Saved data entries:
----------------
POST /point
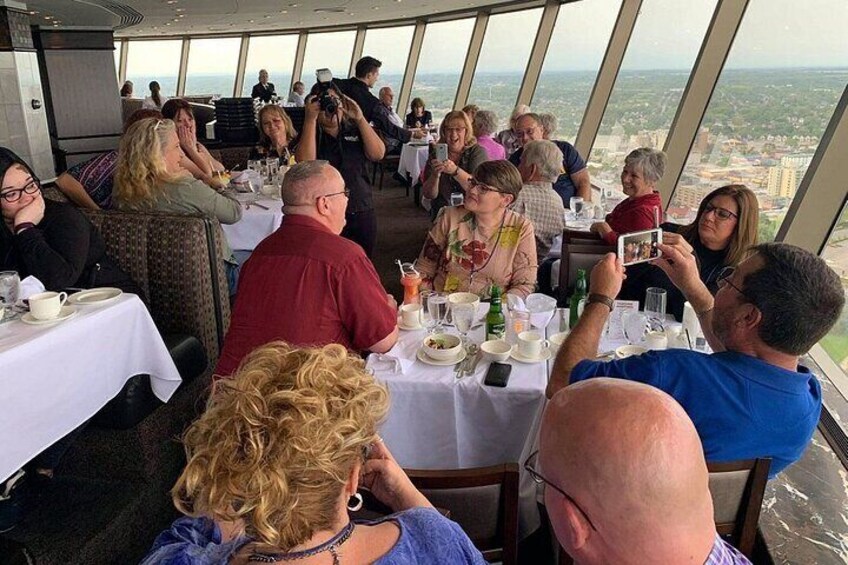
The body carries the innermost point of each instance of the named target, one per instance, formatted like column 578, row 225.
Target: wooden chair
column 738, row 488
column 484, row 501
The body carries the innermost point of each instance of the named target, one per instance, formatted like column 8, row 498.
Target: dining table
column 56, row 375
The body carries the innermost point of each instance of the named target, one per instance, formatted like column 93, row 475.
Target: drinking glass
column 437, row 309
column 655, row 307
column 463, row 316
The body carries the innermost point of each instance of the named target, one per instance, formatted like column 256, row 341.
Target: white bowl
column 451, row 346
column 629, row 351
column 496, row 350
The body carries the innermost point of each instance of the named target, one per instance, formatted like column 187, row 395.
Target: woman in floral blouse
column 471, row 247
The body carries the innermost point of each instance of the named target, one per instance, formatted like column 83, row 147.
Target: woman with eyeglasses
column 150, row 177
column 443, row 178
column 277, row 460
column 52, row 241
column 722, row 232
column 483, row 242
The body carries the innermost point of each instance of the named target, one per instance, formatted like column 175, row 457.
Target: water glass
column 655, row 299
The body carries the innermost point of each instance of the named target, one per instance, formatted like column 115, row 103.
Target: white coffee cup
column 410, row 315
column 656, row 341
column 46, row 305
column 530, row 344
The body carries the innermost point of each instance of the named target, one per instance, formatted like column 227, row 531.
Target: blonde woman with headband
column 149, row 177
column 276, row 461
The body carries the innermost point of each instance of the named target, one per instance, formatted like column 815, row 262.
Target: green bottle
column 495, row 321
column 579, row 294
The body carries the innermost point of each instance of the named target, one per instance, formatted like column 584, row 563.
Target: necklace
column 332, row 545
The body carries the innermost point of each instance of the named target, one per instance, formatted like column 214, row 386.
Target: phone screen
column 639, row 247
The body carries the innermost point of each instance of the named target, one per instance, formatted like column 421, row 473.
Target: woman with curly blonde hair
column 277, row 457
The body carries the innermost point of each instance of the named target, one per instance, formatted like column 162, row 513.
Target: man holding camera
column 335, row 129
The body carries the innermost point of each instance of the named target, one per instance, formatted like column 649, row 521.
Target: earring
column 356, row 505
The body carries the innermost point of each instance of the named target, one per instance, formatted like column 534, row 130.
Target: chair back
column 484, row 501
column 737, row 489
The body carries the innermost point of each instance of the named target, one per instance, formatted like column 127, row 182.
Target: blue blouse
column 426, row 538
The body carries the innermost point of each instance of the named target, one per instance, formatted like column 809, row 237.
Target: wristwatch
column 600, row 299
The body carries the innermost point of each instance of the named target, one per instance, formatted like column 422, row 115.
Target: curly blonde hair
column 141, row 167
column 278, row 441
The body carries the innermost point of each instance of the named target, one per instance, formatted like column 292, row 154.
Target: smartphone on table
column 641, row 246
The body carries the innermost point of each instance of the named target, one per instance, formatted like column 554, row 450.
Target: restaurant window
column 440, row 65
column 650, row 84
column 157, row 60
column 778, row 90
column 275, row 54
column 574, row 57
column 331, row 50
column 503, row 61
column 212, row 66
column 391, row 47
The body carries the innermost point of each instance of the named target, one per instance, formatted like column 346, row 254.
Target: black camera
column 326, row 102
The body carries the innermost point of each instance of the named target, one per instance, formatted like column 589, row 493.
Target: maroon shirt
column 633, row 214
column 308, row 286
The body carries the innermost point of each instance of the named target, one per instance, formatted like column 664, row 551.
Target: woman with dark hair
column 198, row 161
column 276, row 134
column 483, row 242
column 720, row 236
column 419, row 117
column 155, row 101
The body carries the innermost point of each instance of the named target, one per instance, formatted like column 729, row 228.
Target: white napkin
column 30, row 286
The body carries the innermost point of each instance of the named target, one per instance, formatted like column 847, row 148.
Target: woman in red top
column 643, row 168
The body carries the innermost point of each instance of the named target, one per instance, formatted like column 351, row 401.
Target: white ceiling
column 131, row 18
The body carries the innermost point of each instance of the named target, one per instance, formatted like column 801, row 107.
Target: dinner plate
column 65, row 313
column 98, row 296
column 546, row 354
column 424, row 358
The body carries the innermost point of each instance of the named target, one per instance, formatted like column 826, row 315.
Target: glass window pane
column 391, row 47
column 440, row 65
column 275, row 54
column 327, row 50
column 781, row 83
column 154, row 60
column 650, row 84
column 503, row 60
column 571, row 65
column 212, row 66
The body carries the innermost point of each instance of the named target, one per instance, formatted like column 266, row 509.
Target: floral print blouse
column 459, row 256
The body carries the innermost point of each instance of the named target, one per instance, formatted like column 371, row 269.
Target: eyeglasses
column 530, row 467
column 14, row 195
column 721, row 213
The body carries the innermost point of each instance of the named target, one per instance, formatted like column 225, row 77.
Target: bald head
column 631, row 458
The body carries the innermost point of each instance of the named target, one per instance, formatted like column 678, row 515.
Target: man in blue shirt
column 750, row 398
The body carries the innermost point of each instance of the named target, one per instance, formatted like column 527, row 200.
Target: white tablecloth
column 53, row 378
column 255, row 225
column 413, row 159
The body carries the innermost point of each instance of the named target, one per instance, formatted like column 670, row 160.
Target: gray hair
column 548, row 122
column 651, row 162
column 298, row 176
column 546, row 156
column 799, row 296
column 485, row 123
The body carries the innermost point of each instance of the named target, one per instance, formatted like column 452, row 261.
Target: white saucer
column 65, row 313
column 95, row 295
column 546, row 354
column 424, row 358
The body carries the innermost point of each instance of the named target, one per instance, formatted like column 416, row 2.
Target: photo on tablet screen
column 640, row 246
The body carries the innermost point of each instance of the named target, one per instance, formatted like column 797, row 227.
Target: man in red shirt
column 307, row 285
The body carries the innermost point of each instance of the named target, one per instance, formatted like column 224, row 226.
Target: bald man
column 630, row 461
column 307, row 285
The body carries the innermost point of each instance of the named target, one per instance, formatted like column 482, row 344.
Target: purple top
column 426, row 538
column 725, row 554
column 494, row 149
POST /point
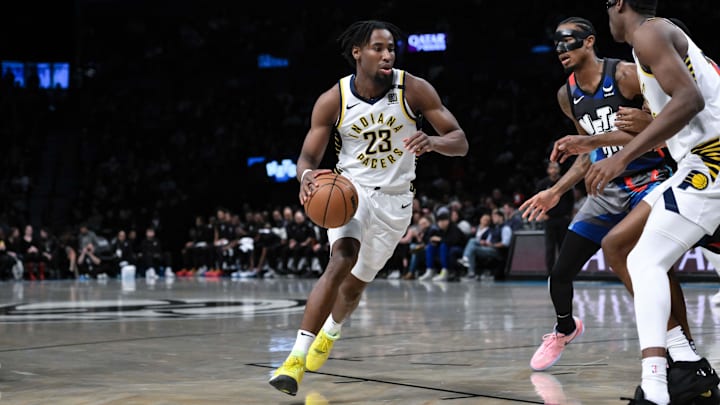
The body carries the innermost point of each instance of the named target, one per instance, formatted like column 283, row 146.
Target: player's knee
column 614, row 248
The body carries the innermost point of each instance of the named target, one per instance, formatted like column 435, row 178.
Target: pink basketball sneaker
column 552, row 347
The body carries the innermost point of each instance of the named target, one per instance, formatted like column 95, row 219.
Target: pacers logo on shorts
column 696, row 180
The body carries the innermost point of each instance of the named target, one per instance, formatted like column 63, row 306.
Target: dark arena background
column 154, row 112
column 161, row 137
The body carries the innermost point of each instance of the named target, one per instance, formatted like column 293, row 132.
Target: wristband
column 302, row 176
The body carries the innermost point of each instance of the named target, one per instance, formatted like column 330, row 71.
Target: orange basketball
column 333, row 203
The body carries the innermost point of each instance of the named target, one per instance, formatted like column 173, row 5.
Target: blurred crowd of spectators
column 166, row 103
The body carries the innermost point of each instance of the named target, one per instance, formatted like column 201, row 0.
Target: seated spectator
column 197, row 254
column 301, row 238
column 7, row 259
column 89, row 264
column 417, row 246
column 151, row 258
column 475, row 245
column 493, row 256
column 31, row 256
column 122, row 249
column 445, row 242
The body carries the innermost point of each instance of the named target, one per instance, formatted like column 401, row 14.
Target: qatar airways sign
column 427, row 42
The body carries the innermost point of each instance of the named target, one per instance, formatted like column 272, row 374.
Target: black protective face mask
column 562, row 46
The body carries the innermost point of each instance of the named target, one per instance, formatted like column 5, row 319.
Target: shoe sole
column 284, row 384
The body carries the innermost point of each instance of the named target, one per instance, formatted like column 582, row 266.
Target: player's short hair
column 583, row 24
column 358, row 34
column 643, row 7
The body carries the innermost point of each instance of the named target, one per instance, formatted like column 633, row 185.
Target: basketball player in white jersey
column 374, row 115
column 682, row 89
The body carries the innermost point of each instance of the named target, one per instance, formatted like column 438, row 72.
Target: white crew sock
column 679, row 347
column 654, row 380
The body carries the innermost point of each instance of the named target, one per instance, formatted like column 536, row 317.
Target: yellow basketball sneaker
column 287, row 378
column 320, row 350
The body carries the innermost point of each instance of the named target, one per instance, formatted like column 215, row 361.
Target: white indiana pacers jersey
column 705, row 126
column 371, row 150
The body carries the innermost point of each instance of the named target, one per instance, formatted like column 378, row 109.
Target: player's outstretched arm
column 322, row 120
column 424, row 99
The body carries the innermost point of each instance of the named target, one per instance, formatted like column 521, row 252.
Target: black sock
column 566, row 324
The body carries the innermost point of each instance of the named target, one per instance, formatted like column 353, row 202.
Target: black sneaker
column 639, row 398
column 690, row 379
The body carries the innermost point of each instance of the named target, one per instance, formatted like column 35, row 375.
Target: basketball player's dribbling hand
column 632, row 120
column 538, row 205
column 600, row 173
column 308, row 184
column 570, row 145
column 418, row 143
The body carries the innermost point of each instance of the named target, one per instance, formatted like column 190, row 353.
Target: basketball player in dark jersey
column 593, row 95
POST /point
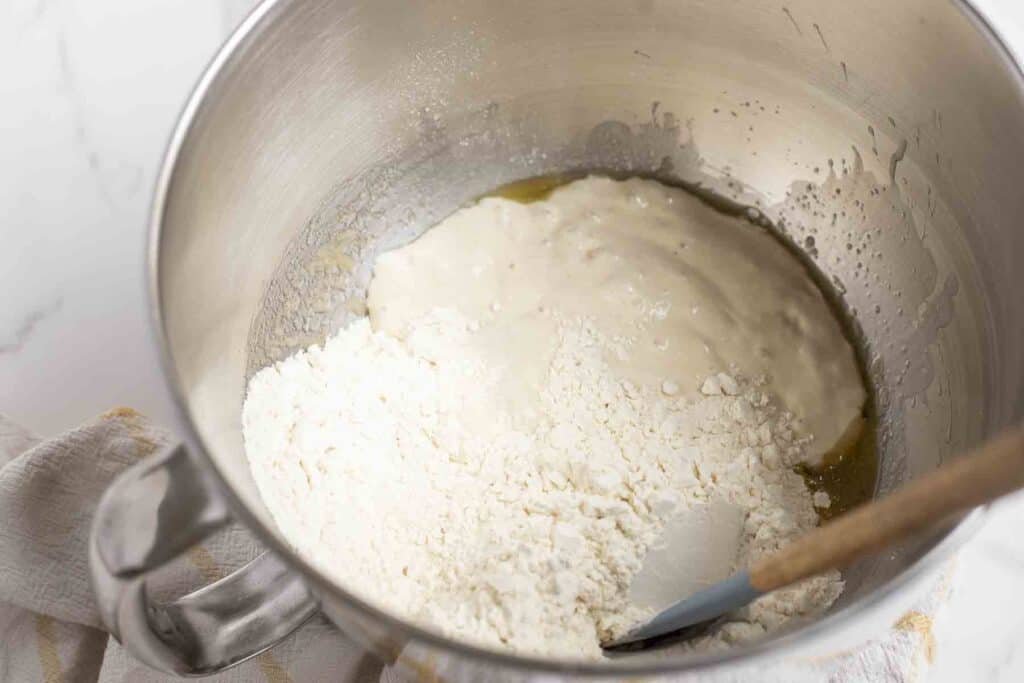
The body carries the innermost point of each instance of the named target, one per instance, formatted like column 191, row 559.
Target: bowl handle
column 153, row 512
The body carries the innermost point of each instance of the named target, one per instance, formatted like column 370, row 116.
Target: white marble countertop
column 89, row 90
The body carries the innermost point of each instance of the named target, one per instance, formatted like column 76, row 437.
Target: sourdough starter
column 539, row 389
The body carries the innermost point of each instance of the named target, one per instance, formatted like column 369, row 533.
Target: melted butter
column 849, row 472
column 532, row 189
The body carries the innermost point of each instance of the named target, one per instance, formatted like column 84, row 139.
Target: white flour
column 396, row 463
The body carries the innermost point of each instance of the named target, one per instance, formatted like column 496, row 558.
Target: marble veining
column 90, row 90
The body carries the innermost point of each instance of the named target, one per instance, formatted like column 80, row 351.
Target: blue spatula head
column 704, row 605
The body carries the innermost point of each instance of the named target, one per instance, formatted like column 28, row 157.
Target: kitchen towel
column 50, row 631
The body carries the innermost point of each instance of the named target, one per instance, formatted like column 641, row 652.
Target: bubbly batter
column 694, row 291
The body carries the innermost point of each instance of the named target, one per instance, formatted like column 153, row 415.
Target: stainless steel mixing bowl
column 882, row 138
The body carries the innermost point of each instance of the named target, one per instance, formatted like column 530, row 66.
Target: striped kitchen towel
column 49, row 629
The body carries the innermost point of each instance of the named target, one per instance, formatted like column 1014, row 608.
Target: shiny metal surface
column 156, row 510
column 881, row 138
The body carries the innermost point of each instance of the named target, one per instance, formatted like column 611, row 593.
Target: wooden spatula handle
column 986, row 473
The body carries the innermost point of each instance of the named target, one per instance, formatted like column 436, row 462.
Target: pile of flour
column 414, row 465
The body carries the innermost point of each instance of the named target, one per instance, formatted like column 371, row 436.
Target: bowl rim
column 247, row 32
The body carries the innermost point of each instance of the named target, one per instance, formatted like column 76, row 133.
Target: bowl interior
column 880, row 138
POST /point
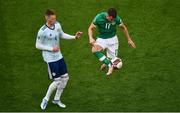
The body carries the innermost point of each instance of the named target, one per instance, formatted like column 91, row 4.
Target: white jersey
column 48, row 38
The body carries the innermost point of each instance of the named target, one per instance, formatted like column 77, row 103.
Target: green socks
column 103, row 58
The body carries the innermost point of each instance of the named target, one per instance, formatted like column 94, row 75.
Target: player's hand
column 56, row 49
column 131, row 43
column 78, row 34
column 92, row 41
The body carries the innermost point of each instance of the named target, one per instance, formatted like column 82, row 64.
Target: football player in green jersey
column 107, row 23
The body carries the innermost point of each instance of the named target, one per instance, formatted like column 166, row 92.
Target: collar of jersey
column 50, row 27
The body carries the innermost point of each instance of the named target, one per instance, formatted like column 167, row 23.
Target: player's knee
column 94, row 49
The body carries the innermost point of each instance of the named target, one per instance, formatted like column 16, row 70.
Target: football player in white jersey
column 48, row 41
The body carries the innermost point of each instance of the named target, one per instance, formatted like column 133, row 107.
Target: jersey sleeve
column 95, row 20
column 64, row 35
column 40, row 42
column 118, row 21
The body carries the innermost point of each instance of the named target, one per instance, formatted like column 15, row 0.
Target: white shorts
column 110, row 44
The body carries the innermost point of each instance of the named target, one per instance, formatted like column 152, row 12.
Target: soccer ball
column 117, row 63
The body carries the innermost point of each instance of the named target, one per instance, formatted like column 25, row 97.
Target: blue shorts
column 57, row 68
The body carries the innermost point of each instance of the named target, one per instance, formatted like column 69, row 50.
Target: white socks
column 59, row 85
column 51, row 88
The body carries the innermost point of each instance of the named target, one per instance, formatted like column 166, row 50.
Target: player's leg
column 99, row 46
column 63, row 82
column 112, row 48
column 96, row 50
column 52, row 70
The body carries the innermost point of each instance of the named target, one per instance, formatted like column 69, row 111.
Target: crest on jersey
column 113, row 23
column 53, row 74
column 58, row 30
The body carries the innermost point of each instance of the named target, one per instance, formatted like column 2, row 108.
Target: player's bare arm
column 90, row 33
column 78, row 34
column 126, row 33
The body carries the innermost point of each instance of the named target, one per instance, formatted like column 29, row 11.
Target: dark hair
column 49, row 12
column 112, row 12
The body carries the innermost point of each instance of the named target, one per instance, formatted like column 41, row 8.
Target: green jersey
column 107, row 29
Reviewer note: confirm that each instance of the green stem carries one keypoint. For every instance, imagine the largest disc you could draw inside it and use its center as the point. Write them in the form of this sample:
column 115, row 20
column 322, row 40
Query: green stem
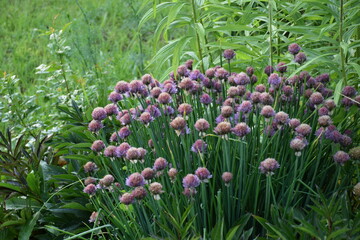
column 270, row 32
column 197, row 36
column 342, row 56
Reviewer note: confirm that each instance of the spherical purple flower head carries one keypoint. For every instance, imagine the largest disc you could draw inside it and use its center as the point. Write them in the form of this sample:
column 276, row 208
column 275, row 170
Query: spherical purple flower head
column 324, row 78
column 146, row 118
column 347, row 102
column 168, row 111
column 294, row 122
column 267, row 111
column 210, row 73
column 196, row 88
column 114, row 97
column 124, row 132
column 274, row 79
column 156, row 189
column 178, row 123
column 260, row 88
column 141, row 153
column 241, row 129
column 319, row 133
column 139, row 193
column 185, row 109
column 303, row 129
column 147, row 79
column 300, row 58
column 250, row 71
column 354, row 153
column 123, row 148
column 135, row 180
column 90, row 167
column 155, row 92
column 242, row 79
column 316, row 98
column 99, row 114
column 253, row 79
column 164, row 98
column 217, row 86
column 268, row 70
column 281, row 67
column 227, row 177
column 106, row 181
column 191, row 181
column 160, row 164
column 349, row 91
column 127, row 198
column 245, row 107
column 93, row 217
column 327, row 92
column 97, row 146
column 329, row 104
column 206, row 82
column 294, row 48
column 298, row 144
column 136, row 86
column 293, row 80
column 357, row 101
column 153, row 110
column 203, row 174
column 89, row 180
column 90, row 189
column 111, row 109
column 227, row 111
column 233, row 92
column 229, row 54
column 341, row 157
column 202, row 125
column 186, row 84
column 199, row 146
column 189, row 64
column 281, row 118
column 183, row 71
column 195, row 75
column 345, row 141
column 304, row 76
column 95, row 126
column 124, row 117
column 122, row 87
column 205, row 99
column 287, row 90
column 266, row 98
column 148, row 173
column 170, row 88
column 323, row 111
column 111, row 151
column 132, row 154
column 324, row 121
column 255, row 97
column 223, row 128
column 189, row 192
column 221, row 73
column 172, row 173
column 268, row 166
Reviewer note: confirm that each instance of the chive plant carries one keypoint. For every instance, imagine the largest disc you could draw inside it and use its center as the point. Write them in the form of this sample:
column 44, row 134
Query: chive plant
column 201, row 150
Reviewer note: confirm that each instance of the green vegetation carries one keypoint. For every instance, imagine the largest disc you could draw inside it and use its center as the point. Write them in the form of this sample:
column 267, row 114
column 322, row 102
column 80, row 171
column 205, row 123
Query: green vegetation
column 62, row 59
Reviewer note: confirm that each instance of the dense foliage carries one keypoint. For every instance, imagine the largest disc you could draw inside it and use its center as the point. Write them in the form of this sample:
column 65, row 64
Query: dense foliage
column 260, row 142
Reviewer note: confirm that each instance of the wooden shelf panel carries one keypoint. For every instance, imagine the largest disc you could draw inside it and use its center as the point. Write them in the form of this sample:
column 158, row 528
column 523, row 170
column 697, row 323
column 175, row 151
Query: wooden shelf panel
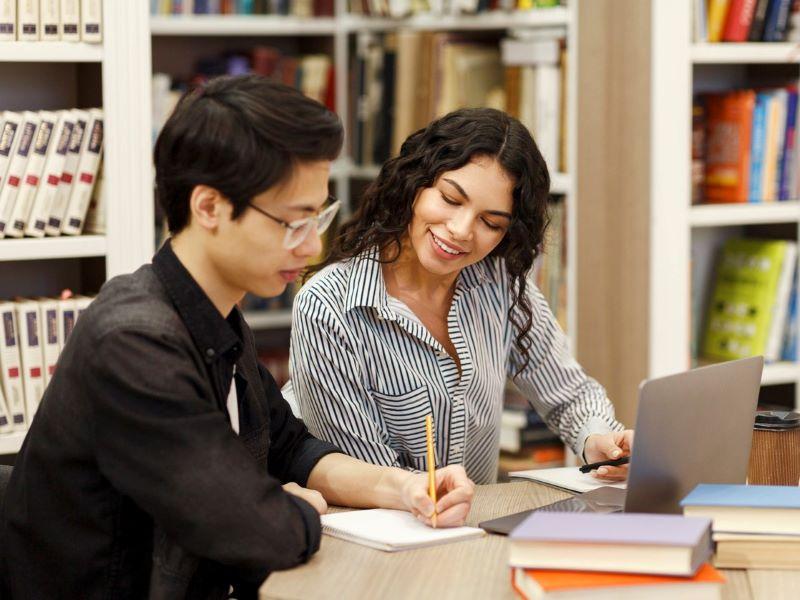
----------------
### Exercise objective
Among the lines of the data, identify those with the word "panel". Copy each of them.

### Solution to the exercise
Reviewer note: confirm that each instance of the wooden shelf panel carries one keypoint. For every instance, imagine the largest disc you could draw inside it and use its center as the point. Write them in the form of this sample:
Query: wooden shelf panel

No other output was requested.